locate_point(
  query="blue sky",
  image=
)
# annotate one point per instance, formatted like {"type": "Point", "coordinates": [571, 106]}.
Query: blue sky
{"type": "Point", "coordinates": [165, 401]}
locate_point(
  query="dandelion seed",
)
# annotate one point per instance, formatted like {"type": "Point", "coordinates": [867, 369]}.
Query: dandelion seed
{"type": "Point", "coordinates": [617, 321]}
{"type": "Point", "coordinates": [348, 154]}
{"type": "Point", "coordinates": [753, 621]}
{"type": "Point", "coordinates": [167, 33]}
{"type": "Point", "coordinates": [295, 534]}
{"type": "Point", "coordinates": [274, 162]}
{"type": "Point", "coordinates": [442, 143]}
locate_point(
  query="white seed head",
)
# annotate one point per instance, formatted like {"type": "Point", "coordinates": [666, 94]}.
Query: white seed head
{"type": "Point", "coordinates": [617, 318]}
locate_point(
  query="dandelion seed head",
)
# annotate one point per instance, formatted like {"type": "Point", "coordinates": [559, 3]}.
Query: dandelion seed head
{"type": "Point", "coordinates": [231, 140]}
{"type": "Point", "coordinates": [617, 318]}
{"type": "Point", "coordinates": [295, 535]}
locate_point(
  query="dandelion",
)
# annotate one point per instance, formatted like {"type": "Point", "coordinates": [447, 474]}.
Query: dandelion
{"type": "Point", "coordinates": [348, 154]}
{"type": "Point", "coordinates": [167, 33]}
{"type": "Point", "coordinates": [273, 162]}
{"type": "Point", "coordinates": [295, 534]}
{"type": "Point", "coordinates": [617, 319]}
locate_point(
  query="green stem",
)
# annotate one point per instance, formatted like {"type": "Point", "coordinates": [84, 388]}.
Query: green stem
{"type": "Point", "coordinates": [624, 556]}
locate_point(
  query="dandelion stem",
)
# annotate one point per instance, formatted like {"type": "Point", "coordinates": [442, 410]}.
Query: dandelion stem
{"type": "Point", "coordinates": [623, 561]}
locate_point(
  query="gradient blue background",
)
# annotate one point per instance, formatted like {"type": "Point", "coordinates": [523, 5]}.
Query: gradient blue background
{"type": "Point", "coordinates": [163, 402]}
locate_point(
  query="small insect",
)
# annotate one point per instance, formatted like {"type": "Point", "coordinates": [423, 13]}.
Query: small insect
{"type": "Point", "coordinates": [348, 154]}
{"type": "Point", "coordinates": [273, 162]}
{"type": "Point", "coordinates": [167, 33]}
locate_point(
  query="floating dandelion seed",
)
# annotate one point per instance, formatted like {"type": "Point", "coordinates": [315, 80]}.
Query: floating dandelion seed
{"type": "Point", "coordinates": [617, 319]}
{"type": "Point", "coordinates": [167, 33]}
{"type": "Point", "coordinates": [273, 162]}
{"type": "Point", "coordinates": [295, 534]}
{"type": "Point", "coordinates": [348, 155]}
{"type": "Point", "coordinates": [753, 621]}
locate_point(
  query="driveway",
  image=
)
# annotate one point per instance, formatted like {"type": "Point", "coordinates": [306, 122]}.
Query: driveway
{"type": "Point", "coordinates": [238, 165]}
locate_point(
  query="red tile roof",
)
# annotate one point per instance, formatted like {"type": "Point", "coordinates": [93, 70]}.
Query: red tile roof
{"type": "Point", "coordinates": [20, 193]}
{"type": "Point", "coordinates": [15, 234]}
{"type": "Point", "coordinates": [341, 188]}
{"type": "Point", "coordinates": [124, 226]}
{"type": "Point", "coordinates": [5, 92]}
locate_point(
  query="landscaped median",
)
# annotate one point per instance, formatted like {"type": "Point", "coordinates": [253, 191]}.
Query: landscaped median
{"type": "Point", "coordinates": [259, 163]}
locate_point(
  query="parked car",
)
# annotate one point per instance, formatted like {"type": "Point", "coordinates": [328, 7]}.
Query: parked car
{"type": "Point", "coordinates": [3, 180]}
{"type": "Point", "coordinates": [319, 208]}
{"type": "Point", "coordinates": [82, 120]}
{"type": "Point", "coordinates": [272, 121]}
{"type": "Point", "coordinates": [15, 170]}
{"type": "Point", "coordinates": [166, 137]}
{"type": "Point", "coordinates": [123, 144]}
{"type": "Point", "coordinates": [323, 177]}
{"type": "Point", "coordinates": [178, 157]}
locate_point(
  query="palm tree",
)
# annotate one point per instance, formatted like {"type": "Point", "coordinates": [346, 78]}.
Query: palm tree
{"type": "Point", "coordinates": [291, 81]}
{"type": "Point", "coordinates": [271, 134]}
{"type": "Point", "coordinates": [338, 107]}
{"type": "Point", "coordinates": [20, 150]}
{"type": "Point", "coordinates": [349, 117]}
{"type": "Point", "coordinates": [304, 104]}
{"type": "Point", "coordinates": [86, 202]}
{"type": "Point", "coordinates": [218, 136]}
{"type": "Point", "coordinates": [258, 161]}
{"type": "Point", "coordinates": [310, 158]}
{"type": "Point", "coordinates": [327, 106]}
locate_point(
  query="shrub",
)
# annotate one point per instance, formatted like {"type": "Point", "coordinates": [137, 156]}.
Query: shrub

##########

Repeat the records word for word.

Problem solution —
locate_point(
  query="blue sky",
  image=
)
# annotate one point per instance, formatted like {"type": "Point", "coordinates": [571, 106]}.
Query: blue sky
{"type": "Point", "coordinates": [165, 401]}
locate_point(
  query="dandelion seed",
)
# annotate one point per instance, formatted like {"type": "Point", "coordinates": [867, 369]}.
Query: dandelion seed
{"type": "Point", "coordinates": [617, 321]}
{"type": "Point", "coordinates": [348, 154]}
{"type": "Point", "coordinates": [753, 621]}
{"type": "Point", "coordinates": [167, 33]}
{"type": "Point", "coordinates": [295, 534]}
{"type": "Point", "coordinates": [274, 162]}
{"type": "Point", "coordinates": [442, 143]}
locate_point(
  query="white seed head",
)
# annotate one point per instance, formatted like {"type": "Point", "coordinates": [666, 94]}.
Query: white seed head
{"type": "Point", "coordinates": [617, 318]}
locate_point(
  query="dandelion seed head",
)
# annotate one point per instance, formatted like {"type": "Point", "coordinates": [559, 3]}.
Query: dandelion seed head
{"type": "Point", "coordinates": [231, 140]}
{"type": "Point", "coordinates": [617, 318]}
{"type": "Point", "coordinates": [295, 535]}
locate_point(
  query="dandelion",
)
# annotate one point per instance, formatted like {"type": "Point", "coordinates": [447, 474]}.
Query: dandelion
{"type": "Point", "coordinates": [348, 154]}
{"type": "Point", "coordinates": [167, 33]}
{"type": "Point", "coordinates": [273, 162]}
{"type": "Point", "coordinates": [295, 534]}
{"type": "Point", "coordinates": [617, 319]}
locate_point(
  query="green stem",
)
# annotate one point per instance, formatted like {"type": "Point", "coordinates": [84, 388]}.
Query: green stem
{"type": "Point", "coordinates": [624, 556]}
locate_point(
  query="dandelion stem",
)
# annotate one point per instance, formatted like {"type": "Point", "coordinates": [442, 410]}.
Query: dandelion stem
{"type": "Point", "coordinates": [623, 561]}
locate_point(
  query="gradient blue background",
)
# annotate one point per instance, formatted like {"type": "Point", "coordinates": [523, 5]}.
Query: gradient blue background
{"type": "Point", "coordinates": [163, 402]}
locate_point(
  query="small insect",
)
# annotate one point per instance, formatted like {"type": "Point", "coordinates": [423, 13]}.
Query: small insect
{"type": "Point", "coordinates": [348, 154]}
{"type": "Point", "coordinates": [273, 162]}
{"type": "Point", "coordinates": [167, 33]}
locate_point(
  query="floating dandelion seed",
)
# annotate one point per instance, formatted like {"type": "Point", "coordinates": [315, 80]}.
Query: floating dandelion seed
{"type": "Point", "coordinates": [617, 319]}
{"type": "Point", "coordinates": [167, 33]}
{"type": "Point", "coordinates": [273, 162]}
{"type": "Point", "coordinates": [295, 534]}
{"type": "Point", "coordinates": [348, 155]}
{"type": "Point", "coordinates": [753, 621]}
locate_point(
  query="driveway",
  image=
)
# annotate one point per instance, formatted like {"type": "Point", "coordinates": [306, 122]}.
Query: driveway
{"type": "Point", "coordinates": [238, 165]}
locate_point(
  query="red tile roof",
)
# annotate one point per instance, formatted like {"type": "Point", "coordinates": [93, 70]}.
Query: red tile roof
{"type": "Point", "coordinates": [20, 193]}
{"type": "Point", "coordinates": [15, 234]}
{"type": "Point", "coordinates": [341, 188]}
{"type": "Point", "coordinates": [124, 226]}
{"type": "Point", "coordinates": [5, 92]}
locate_point(
  query="landscaped median",
)
# annotate one point per instance, formatted like {"type": "Point", "coordinates": [253, 191]}.
Query: landscaped median
{"type": "Point", "coordinates": [259, 163]}
locate_point(
  query="parked car",
)
# annotate one point per instance, formatted like {"type": "Point", "coordinates": [328, 7]}.
Query: parked car
{"type": "Point", "coordinates": [3, 180]}
{"type": "Point", "coordinates": [319, 208]}
{"type": "Point", "coordinates": [82, 120]}
{"type": "Point", "coordinates": [272, 121]}
{"type": "Point", "coordinates": [15, 170]}
{"type": "Point", "coordinates": [166, 137]}
{"type": "Point", "coordinates": [123, 144]}
{"type": "Point", "coordinates": [323, 177]}
{"type": "Point", "coordinates": [178, 157]}
locate_point(
  query="palm tree",
)
# annotate one point per instance, formatted like {"type": "Point", "coordinates": [346, 78]}.
Query: palm tree
{"type": "Point", "coordinates": [291, 81]}
{"type": "Point", "coordinates": [271, 134]}
{"type": "Point", "coordinates": [338, 107]}
{"type": "Point", "coordinates": [20, 150]}
{"type": "Point", "coordinates": [349, 117]}
{"type": "Point", "coordinates": [304, 104]}
{"type": "Point", "coordinates": [86, 202]}
{"type": "Point", "coordinates": [218, 136]}
{"type": "Point", "coordinates": [258, 161]}
{"type": "Point", "coordinates": [310, 158]}
{"type": "Point", "coordinates": [327, 106]}
locate_point(
  query="shrub",
)
# annotate one point per instance, formatted like {"type": "Point", "coordinates": [137, 156]}.
Query: shrub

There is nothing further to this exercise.